**Text provided**.
Next the space filling has to be related to the nucleation density. For a fixed number density of nuclei N(T), the Kolmogorov–Avrami–Evans equation (Avrami 1939, 1940; Evans 1945; Kolmogorov 1937) describes the progress of space filling in time during isothermal crystallization at temperature T,

$$ \phi(t,T) = 1 - \exp \left( -\frac{4\pi}{3} N(T) G^{3}(T) t^{3} \right) $$

(2)

from which the nucleation density can be obtained:

$$ N(T) = - \frac{ 3 \ln \left( 1 - \phi \right) }{ 4\pi G^{3}(T) t^{3} } $$

(3)

with growth rate G(T) depending on the temperature only. The main requirement here is that the growth rate is independent of the nucleation density, even when this density is influenced by a nucleating agent or by flow. Flow experiments are so-called short-term shear experiments; the flow can generate extra nuclei but the growth takes place after the flow has stopped. The growth rate for iPP is well-known (Eder and Janeschitz-Kriegl 1997). Note that there are different empirical relations describing the temperature dependence of the growth rate, see Eq. 4 (Zuidema et al. 2001) and Eq. 5 (Hoffman et al. 1976):

$$ G(T) = G_{\rm ref} \exp \left[ -c_{G} \left( T - T_{G,{\rm ref}} \right)^{2} \right] $$

(4)

**Written exercise**.
Reproduce the entire passage on nucleation density and space filling word for word. The listing that comes next is separate from the text above.

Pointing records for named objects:
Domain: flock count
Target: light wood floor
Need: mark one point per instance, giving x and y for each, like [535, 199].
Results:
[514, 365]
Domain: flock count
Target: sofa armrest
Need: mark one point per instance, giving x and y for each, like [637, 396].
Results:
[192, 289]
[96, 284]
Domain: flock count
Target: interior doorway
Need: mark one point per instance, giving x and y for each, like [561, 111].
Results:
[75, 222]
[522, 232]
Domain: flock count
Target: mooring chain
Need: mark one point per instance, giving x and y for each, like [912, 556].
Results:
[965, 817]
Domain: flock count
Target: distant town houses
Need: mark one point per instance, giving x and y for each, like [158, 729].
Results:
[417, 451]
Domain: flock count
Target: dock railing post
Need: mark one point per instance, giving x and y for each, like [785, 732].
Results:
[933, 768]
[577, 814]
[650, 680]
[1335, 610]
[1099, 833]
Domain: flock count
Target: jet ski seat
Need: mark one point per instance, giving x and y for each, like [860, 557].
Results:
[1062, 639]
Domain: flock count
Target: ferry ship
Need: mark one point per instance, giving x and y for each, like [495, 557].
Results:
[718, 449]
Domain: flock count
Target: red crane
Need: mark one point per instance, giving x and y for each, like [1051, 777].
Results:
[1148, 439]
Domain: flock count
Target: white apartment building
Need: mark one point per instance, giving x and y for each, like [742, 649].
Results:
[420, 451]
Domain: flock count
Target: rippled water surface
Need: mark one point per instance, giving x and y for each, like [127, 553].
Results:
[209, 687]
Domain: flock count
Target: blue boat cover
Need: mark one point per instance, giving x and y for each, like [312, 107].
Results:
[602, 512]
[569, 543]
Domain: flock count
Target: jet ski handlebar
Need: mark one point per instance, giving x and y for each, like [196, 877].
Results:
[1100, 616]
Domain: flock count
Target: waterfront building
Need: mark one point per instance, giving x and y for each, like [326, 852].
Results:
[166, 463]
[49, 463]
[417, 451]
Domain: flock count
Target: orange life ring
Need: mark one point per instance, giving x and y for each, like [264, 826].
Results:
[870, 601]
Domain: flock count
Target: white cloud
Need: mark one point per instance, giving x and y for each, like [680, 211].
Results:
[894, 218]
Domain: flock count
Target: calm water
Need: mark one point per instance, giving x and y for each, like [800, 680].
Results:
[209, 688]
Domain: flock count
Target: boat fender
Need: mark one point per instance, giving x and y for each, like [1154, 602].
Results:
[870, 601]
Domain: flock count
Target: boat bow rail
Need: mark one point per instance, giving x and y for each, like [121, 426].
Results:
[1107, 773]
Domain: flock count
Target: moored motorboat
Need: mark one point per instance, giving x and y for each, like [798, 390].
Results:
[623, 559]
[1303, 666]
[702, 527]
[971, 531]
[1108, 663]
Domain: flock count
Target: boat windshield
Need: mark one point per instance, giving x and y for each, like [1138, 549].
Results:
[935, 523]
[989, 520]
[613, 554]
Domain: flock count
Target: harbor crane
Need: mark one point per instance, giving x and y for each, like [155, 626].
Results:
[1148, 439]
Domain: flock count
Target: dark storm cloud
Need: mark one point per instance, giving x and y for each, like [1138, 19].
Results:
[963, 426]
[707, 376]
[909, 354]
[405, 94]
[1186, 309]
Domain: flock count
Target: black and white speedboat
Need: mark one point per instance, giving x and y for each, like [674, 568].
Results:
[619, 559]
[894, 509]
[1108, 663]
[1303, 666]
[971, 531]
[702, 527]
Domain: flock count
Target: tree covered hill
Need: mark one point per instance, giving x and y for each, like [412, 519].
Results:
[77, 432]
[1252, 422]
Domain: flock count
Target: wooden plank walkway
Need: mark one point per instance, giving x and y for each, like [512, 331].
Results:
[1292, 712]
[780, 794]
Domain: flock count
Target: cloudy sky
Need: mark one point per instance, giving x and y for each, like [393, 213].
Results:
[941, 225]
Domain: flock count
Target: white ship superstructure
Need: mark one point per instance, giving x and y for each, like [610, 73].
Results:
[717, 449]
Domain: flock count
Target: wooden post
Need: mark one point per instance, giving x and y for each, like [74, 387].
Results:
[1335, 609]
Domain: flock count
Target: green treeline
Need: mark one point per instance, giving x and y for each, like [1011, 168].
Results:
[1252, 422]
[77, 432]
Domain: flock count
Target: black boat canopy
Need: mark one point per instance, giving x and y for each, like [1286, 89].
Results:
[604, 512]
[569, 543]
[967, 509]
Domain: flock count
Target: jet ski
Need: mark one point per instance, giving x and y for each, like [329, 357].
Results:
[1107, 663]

**Response to this exercise**.
Next the space filling has to be related to the nucleation density. For a fixed number density of nuclei N(T), the Kolmogorov–Avrami–Evans equation (Avrami 1939, 1940; Evans 1945; Kolmogorov 1937) describes the progress of space filling in time during isothermal crystallization at temperature T,

$$ \phi(t,T) = 1 - \exp \left( -\frac{4\pi}{3} N(T) G^{3}(T) t^{3} \right) $$

(2)

from which the nucleation density can be obtained:

$$ N(T) = - \frac{ 3 \ln \left( 1 - \phi \right) }{ 4\pi G^{3}(T) t^{3} } $$

(3)

with growth rate G(T) depending on the temperature only. The main requirement here is that the growth rate is independent of the nucleation density, even when this density is influenced by a nucleating agent or by flow. Flow experiments are so-called short-term shear experiments; the flow can generate extra nuclei but the growth takes place after the flow has stopped. The growth rate for iPP is well-known (Eder and Janeschitz-Kriegl 1997). Note that there are different empirical relations describing the temperature dependence of the growth rate, see Eq. 4 (Zuidema et al. 2001) and Eq. 5 (Hoffman et al. 1976):

$$ G(T) = G_{\rm ref} \exp \left[ -c_{G} \left( T - T_{G,{\rm ref}} \right)^{2} \right] $$

(4)